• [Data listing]
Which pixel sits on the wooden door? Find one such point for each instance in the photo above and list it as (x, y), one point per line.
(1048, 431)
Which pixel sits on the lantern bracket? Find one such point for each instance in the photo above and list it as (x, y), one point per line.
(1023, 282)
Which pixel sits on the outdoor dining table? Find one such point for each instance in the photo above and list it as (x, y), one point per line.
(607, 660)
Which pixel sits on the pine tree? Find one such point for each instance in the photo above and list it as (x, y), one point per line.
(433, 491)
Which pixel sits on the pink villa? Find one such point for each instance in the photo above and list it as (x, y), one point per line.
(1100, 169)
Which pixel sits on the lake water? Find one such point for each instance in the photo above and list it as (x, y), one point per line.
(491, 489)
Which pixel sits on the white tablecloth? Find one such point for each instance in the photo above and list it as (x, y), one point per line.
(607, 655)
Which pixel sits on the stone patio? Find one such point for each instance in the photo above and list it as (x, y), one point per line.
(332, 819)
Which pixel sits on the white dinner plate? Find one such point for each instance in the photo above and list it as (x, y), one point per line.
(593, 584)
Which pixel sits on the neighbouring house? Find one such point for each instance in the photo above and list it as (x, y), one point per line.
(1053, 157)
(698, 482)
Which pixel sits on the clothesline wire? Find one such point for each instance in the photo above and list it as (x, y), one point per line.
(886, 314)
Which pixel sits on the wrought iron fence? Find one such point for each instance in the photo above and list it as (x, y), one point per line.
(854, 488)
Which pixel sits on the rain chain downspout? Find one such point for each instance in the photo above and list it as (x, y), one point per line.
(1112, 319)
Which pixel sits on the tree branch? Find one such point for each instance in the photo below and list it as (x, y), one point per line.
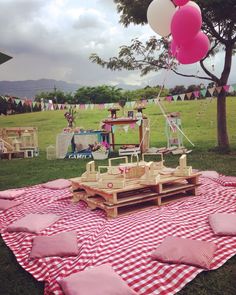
(191, 76)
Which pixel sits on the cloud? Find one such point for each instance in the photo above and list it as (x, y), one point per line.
(54, 39)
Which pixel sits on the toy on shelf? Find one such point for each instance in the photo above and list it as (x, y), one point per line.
(183, 169)
(90, 174)
(19, 142)
(129, 186)
(172, 130)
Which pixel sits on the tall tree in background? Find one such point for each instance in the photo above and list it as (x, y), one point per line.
(219, 23)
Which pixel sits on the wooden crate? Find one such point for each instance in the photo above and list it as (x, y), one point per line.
(134, 196)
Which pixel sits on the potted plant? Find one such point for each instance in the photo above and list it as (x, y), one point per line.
(100, 151)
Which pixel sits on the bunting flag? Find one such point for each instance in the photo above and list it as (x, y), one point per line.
(196, 93)
(139, 122)
(132, 103)
(175, 97)
(218, 89)
(132, 125)
(189, 95)
(203, 92)
(129, 104)
(231, 89)
(182, 96)
(169, 98)
(226, 88)
(107, 127)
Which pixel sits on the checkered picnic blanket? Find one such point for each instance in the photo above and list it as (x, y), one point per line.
(125, 242)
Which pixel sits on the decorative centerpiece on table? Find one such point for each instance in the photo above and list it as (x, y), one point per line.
(100, 151)
(70, 116)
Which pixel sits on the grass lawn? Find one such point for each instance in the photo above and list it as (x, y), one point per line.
(199, 124)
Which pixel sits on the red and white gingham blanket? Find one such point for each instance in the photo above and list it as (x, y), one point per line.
(125, 242)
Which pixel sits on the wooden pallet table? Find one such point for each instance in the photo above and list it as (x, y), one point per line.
(134, 196)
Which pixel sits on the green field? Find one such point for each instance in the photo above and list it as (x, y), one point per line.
(199, 124)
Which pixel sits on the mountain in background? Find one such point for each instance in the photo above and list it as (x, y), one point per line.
(29, 88)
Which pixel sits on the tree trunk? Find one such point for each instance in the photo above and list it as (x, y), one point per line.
(223, 140)
(222, 134)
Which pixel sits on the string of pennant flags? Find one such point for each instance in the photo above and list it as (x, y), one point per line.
(206, 92)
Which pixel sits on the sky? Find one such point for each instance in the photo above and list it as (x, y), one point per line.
(53, 39)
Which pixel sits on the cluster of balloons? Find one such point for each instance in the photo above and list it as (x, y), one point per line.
(189, 44)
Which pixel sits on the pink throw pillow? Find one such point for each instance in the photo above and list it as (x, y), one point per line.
(57, 184)
(186, 251)
(33, 223)
(7, 204)
(11, 194)
(63, 244)
(227, 180)
(211, 174)
(223, 223)
(100, 280)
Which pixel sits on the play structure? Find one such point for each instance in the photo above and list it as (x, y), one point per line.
(18, 142)
(125, 187)
(131, 119)
(75, 143)
(172, 130)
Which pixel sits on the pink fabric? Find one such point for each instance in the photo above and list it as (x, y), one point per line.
(33, 223)
(211, 174)
(11, 194)
(57, 184)
(7, 204)
(187, 251)
(125, 242)
(223, 223)
(63, 244)
(100, 280)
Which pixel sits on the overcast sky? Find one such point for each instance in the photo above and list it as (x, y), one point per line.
(54, 38)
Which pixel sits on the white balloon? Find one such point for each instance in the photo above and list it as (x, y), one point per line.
(193, 4)
(159, 16)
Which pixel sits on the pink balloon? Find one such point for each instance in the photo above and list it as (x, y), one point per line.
(194, 50)
(174, 48)
(180, 2)
(185, 24)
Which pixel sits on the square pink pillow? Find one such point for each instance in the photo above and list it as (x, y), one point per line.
(57, 184)
(63, 244)
(100, 280)
(223, 223)
(209, 173)
(11, 194)
(7, 204)
(33, 223)
(186, 251)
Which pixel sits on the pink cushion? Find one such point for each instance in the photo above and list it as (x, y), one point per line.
(63, 244)
(11, 194)
(186, 251)
(7, 204)
(57, 184)
(223, 223)
(211, 174)
(33, 223)
(227, 180)
(100, 280)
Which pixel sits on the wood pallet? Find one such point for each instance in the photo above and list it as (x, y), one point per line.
(134, 196)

• [TASK REQUIREMENTS] Convert the lines above into a JSON list of strings, with one string per line. Skip any blank lines and leave out the pictures.

• [SOLUTION TO THE EXERCISE]
[
  "Which pixel sits on the wooden door? Find one such point for each instance in the photo above and list it as (x, y), one point per line.",
  "(1048, 431)",
  "Which pixel sits on the lantern bracket? Find one such point for each instance in the photo above and list it as (x, y), one point per line.",
  "(1023, 282)",
  "Which pixel sits on the outdoor dining table? Find one such point for each instance in the photo above and list it as (x, y), one point per line.",
  "(607, 660)",
  "Which pixel sits on the pine tree? Find one such point for each instance in the photo above and list it as (x, y), one point per line.",
  "(433, 491)",
  "Which pixel sits on the pink villa? Find one such point for each instance in the photo above and list it as (x, y), one point per line.",
  "(1100, 169)",
  "Which pixel sits on the lake water? Find one such point for each instance in the photo above and list it as (x, y), one point per line.",
  "(491, 489)",
  "Which pixel sits on the white tablecloth? Find one such point for each instance in the photo above and list it as (x, y), one point per line.",
  "(607, 655)",
  "Which pixel sits on the stone patio? Find one such point for each instance in the photo above and list it as (x, y), one point per line.",
  "(332, 819)",
  "Which pixel sits on the white dinner plate? Find one such point for each instance in the photo above and list it as (x, y), one point per line.",
  "(593, 584)",
  "Which pixel sits on the neighbouring house? Find one such point for each instance in the photo above and list it as (x, y), one point per line.",
  "(1053, 157)",
  "(698, 482)",
  "Which pixel sits on the clothesline wire? Find one such point for each instance in the photo above and list it as (x, y), one point per line.",
  "(886, 314)",
  "Which pixel sits on the wrought iron fence? Find one such point for each instance in the photo above and list it as (x, y), one point per line.",
  "(854, 488)",
  "Which pixel sits on the rain chain downspout? Find one such point for each instance in the photo above and list it as (x, y), one point per line.",
  "(1112, 319)",
  "Which pixel sits on the tree branch? Find one such point for each instance in the photo below and list it as (x, y), one point per line.",
  "(191, 76)",
  "Which pixel sits on the cloud? Find one such point for each instance in the photo above and list it as (x, y), one point per line.",
  "(54, 39)",
  "Which pixel sits on the toy on shelf? Find one such point for each instance in the photo above and list it as (x, y), one point per line.",
  "(183, 169)",
  "(90, 174)",
  "(19, 142)",
  "(129, 186)",
  "(172, 130)",
  "Which pixel sits on the tall tree in background? Find one such point for each instance in the photo above and list it as (x, y), one point per line.",
  "(219, 23)",
  "Which pixel sits on the wooden crate? Find one such point for each instance in the photo above and list it as (x, y), one point per line.",
  "(134, 196)",
  "Which pixel sits on the potted plant? Find one such point for each instance in the photo above and list it as (x, y), one point per line.",
  "(100, 151)",
  "Which pixel sits on the bunting flag? Find one such point for each instance in the photo above and list it as (x, y), one point per line.",
  "(196, 93)",
  "(139, 122)",
  "(132, 103)",
  "(175, 97)",
  "(218, 89)",
  "(132, 125)",
  "(189, 95)",
  "(203, 92)",
  "(129, 104)",
  "(231, 89)",
  "(182, 96)",
  "(169, 98)",
  "(226, 88)",
  "(107, 127)",
  "Which pixel sits on the checkered picnic blanket? Find one such point for each instance in the photo above and list it as (x, y), one point per line.",
  "(125, 242)",
  "Which pixel sits on the decorative centerpiece on table? Find one such point for each instance in the photo above and list it as (x, y), one point per line.",
  "(100, 151)",
  "(70, 116)",
  "Which pixel sits on the grass lawn? Find one such point for each instance in the photo above and list it as (x, y), one point per line.",
  "(199, 124)",
  "Which pixel sits on the red and white gingham blanket? Find one such point for each instance in the photo above and list it as (x, y), one point per line.",
  "(125, 242)",
  "Which pixel sits on the wooden pallet table? Find one such point for each instance in the photo above and list it as (x, y), one point per line.",
  "(134, 196)",
  "Which pixel sits on the green field? Find one such point for each instance in the photo above and list it as (x, y), one point per line.",
  "(199, 124)",
  "Which pixel sits on the mountain in background? Find one such point for each instance in the photo above and list it as (x, y), one point per line.",
  "(29, 88)",
  "Which pixel sits on the tree trunk? Find one such point for each instance in the photo above and list it as (x, y), one point per line.",
  "(223, 140)",
  "(222, 134)",
  "Which pixel sits on the string of pennant flags? Find one such point for each instance in the photo above and list it as (x, y), one point per line.",
  "(206, 92)",
  "Which pixel sits on the sky? Find one such point for each instance in the photo above and list it as (x, y), one point per line.",
  "(53, 39)",
  "Which pixel sits on the cluster of balloons? Find one such point for each instance in the photo above and list it as (x, y), one point per line.",
  "(189, 44)",
  "Which pixel sits on the pink throw pillow? Find one such point for each instance in the photo above and list it as (x, y), one point per line.",
  "(57, 184)",
  "(186, 251)",
  "(33, 223)",
  "(7, 204)",
  "(11, 194)",
  "(63, 244)",
  "(227, 180)",
  "(211, 174)",
  "(223, 223)",
  "(100, 280)",
  "Which pixel sits on the play structure? Find one such point for each instance in the photo above and list it as (x, y), one point per line.",
  "(18, 142)",
  "(125, 187)",
  "(131, 119)",
  "(75, 143)",
  "(172, 130)",
  "Which pixel sits on the pink fabric? Find one such point for each instance in the photo above and list it as (x, y), one point per line.",
  "(33, 223)",
  "(211, 174)",
  "(11, 194)",
  "(57, 184)",
  "(7, 204)",
  "(187, 251)",
  "(125, 242)",
  "(223, 223)",
  "(63, 244)",
  "(100, 280)",
  "Which pixel sits on the overcast sky? Find one such point for each instance in the photo above and list it as (x, y), one point per line.",
  "(54, 38)",
  "Which pixel sits on the white balloon? Find one such point for each instance in the photo above and list it as (x, y), one point per line.",
  "(193, 4)",
  "(159, 16)",
  "Which pixel sits on the pink balloon? Find one such point for each instance in the photo above and list it as (x, y), one point per line.",
  "(194, 50)",
  "(174, 48)",
  "(180, 2)",
  "(185, 24)",
  "Which pixel sits on the square pink pillow? Find one such point for each instance in the photo above and list it as (x, y), one point per line.",
  "(57, 184)",
  "(63, 244)",
  "(100, 280)",
  "(223, 223)",
  "(209, 173)",
  "(11, 194)",
  "(7, 204)",
  "(33, 223)",
  "(186, 251)",
  "Which pixel sits on the pink cushion? Find one such point for each instance in the photo above and list it as (x, y), one point per line.",
  "(63, 244)",
  "(11, 194)",
  "(186, 251)",
  "(7, 204)",
  "(57, 184)",
  "(223, 223)",
  "(211, 174)",
  "(33, 223)",
  "(227, 180)",
  "(100, 280)",
  "Which pixel sits on the wood pallet? Find one such point for each instance in the photo above and list it as (x, y), one point per line.",
  "(134, 196)"
]